FRAGMENTO DEL TEXTO>
<<<<

Un día, allá por 1986 u 87, mi padre me llevó al viejo cine Pedro Armendáriz ―donde hoy se erige un complejo Cinemark, junto al Centro Nacional de las Artes, en Río Churubusco― a ver El color del dinero, unó de los filmes más flojos que yo le recuerde a Martin Scorsese, con Newman y Tom Cruise en los papeles principales. Imagino que mi progenitor deseaba aprovechar la ocasión que le brindaba una de esas historias de "aprendizaje", en las que un hombre maduro vuelca su cúmulo de experiencia y sabiduría sobre un joven y petulante novicio, para darme, a los trece o catorce años, algunos consejos para la vida. Como quiera que haya sido, de mi papá sólo heredé el gustó por las cubas de ron Bacardí blanco y, acaso influido por aquella película, me dediqué durante un tiempo a frecuentar los billares del sur de la Ciudad de México, con resultados más bien cuestionables.

>>>>

INSTRUCCIÓN 1> Reescribe todo el fragmento del texto desde "Un día, allá" hasta "más bien cuestionables.", cambiando "billares" por "salones de billar".
INSTRUCCIÓN 2> Según el fragmento del texto, ¿en qué cine se vio El color del dinero?

FILAS DE DATOS>
<<<<

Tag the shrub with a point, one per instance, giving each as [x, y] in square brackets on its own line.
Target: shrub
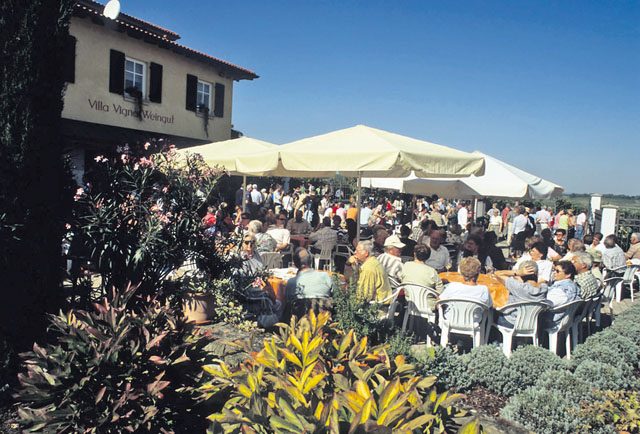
[545, 411]
[445, 364]
[112, 371]
[487, 367]
[592, 349]
[619, 411]
[526, 365]
[314, 378]
[606, 377]
[573, 388]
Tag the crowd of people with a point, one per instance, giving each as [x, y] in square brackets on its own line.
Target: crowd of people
[544, 256]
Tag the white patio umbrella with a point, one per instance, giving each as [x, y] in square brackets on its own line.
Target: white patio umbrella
[500, 180]
[364, 151]
[229, 154]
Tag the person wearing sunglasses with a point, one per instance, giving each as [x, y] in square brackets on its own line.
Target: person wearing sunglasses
[563, 290]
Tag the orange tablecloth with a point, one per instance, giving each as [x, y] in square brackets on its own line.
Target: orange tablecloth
[499, 294]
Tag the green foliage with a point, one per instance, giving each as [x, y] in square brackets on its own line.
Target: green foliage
[572, 387]
[606, 377]
[544, 411]
[142, 217]
[447, 366]
[620, 409]
[607, 347]
[113, 370]
[352, 313]
[314, 378]
[487, 366]
[526, 365]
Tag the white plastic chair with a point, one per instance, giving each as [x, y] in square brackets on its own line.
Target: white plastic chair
[271, 260]
[460, 319]
[569, 310]
[525, 324]
[417, 297]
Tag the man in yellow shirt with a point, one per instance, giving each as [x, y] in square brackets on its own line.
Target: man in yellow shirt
[373, 284]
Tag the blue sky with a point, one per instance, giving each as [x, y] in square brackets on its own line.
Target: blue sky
[550, 87]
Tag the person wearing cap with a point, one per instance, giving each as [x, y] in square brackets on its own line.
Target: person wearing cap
[252, 261]
[373, 284]
[585, 279]
[325, 237]
[390, 259]
[559, 242]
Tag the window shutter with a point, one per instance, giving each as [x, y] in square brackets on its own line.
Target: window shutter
[192, 92]
[69, 60]
[155, 87]
[218, 105]
[116, 72]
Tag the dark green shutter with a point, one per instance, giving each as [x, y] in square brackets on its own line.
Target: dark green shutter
[69, 60]
[192, 92]
[116, 72]
[155, 82]
[218, 105]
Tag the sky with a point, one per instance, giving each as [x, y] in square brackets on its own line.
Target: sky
[550, 87]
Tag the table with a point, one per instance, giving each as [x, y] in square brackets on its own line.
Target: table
[499, 293]
[300, 240]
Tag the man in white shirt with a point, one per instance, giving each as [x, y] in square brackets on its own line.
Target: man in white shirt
[463, 216]
[390, 259]
[256, 196]
[439, 258]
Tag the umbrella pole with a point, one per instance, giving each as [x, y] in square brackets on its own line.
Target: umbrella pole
[244, 191]
[358, 206]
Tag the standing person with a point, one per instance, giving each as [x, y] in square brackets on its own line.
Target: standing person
[463, 216]
[581, 222]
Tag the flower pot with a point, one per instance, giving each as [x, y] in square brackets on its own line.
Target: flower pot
[198, 308]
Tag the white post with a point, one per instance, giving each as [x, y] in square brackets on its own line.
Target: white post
[358, 203]
[244, 193]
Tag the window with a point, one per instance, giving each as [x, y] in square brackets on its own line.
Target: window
[203, 98]
[134, 75]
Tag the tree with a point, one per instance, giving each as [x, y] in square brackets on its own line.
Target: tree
[32, 175]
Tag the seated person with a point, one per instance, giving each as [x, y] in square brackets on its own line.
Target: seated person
[537, 253]
[298, 225]
[439, 259]
[418, 273]
[264, 242]
[325, 237]
[469, 289]
[314, 288]
[252, 262]
[523, 285]
[587, 282]
[564, 290]
[373, 284]
[409, 244]
[390, 259]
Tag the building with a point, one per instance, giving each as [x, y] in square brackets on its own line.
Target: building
[129, 80]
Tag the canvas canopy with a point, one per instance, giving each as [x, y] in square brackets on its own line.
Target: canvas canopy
[366, 151]
[500, 180]
[229, 154]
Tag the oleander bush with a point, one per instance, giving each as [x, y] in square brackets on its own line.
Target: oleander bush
[606, 377]
[487, 366]
[114, 370]
[312, 377]
[526, 365]
[447, 366]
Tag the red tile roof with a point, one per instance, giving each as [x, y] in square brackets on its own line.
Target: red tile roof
[166, 39]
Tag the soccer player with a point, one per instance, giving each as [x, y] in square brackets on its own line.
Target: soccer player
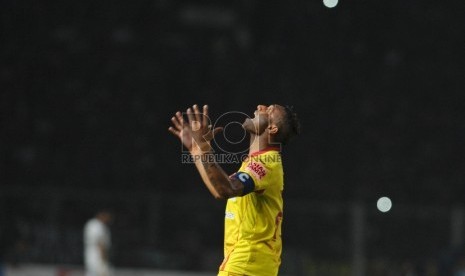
[254, 209]
[97, 242]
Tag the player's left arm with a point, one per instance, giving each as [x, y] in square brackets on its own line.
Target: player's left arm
[196, 135]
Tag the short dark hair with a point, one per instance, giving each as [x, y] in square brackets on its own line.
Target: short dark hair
[289, 125]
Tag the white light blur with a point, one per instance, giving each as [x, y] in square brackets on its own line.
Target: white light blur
[384, 204]
[330, 3]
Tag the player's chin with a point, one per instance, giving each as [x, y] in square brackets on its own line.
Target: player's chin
[247, 123]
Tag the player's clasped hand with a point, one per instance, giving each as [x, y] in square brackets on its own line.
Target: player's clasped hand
[196, 133]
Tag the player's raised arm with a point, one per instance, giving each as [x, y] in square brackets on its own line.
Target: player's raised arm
[196, 135]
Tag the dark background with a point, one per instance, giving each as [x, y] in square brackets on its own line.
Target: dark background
[87, 90]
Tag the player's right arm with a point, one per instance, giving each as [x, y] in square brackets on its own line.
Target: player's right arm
[196, 135]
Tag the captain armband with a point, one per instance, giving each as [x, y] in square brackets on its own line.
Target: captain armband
[246, 180]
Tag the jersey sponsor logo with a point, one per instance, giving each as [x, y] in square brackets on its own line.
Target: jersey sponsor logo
[257, 169]
[233, 199]
[243, 177]
[229, 215]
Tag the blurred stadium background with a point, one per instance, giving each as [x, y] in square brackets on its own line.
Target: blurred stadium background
[88, 89]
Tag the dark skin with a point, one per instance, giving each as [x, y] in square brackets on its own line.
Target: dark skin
[196, 135]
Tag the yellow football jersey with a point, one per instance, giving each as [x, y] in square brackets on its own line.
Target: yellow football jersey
[252, 244]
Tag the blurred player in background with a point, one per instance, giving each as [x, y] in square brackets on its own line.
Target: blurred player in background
[97, 243]
[254, 209]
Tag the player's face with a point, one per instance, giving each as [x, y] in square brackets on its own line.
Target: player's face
[262, 120]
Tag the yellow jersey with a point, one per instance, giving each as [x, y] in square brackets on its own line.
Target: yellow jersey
[252, 242]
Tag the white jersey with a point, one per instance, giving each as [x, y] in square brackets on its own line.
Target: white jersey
[96, 235]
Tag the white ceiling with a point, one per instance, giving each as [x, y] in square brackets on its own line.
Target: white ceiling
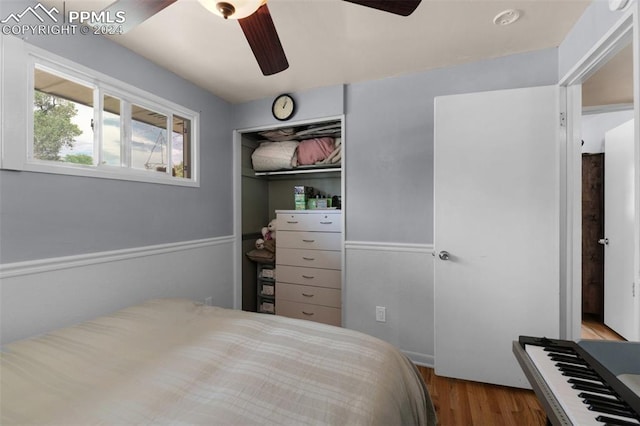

>>>>

RESPUESTA COMPLETA 1>
Un día, allá por 1986 u 87, mi padre me llevó al viejo cine Pedro Armendáriz ―donde hoy se erige un complejo Cinemark, junto al Centro Nacional de las Artes, en Río Churubusco― a ver El color del dinero, unó de los filmes más flojos que yo le recuerde a Martin Scorsese, con Newman y Tom Cruise en los papeles principales. Imagino que mi progenitor deseaba aprovechar la ocasión que le brindaba una de esas historias de "aprendizaje", en las que un hombre maduro vuelca su cúmulo de experiencia y sabiduría sobre un joven y petulante novicio, para darme, a los trece o catorce años, algunos consejos para la vida. Como quiera que haya sido, de mi papá sólo heredé el gustó por las cubas de ron Bacardí blanco y, acaso influido por aquella película, me dediqué durante un tiempo a frecuentar los salones de billar del sur de la Ciudad de México, con resultados más bien cuestionables.

RESPUESTA COMPLETA 2> En el viejo cine Pedro Armendáriz.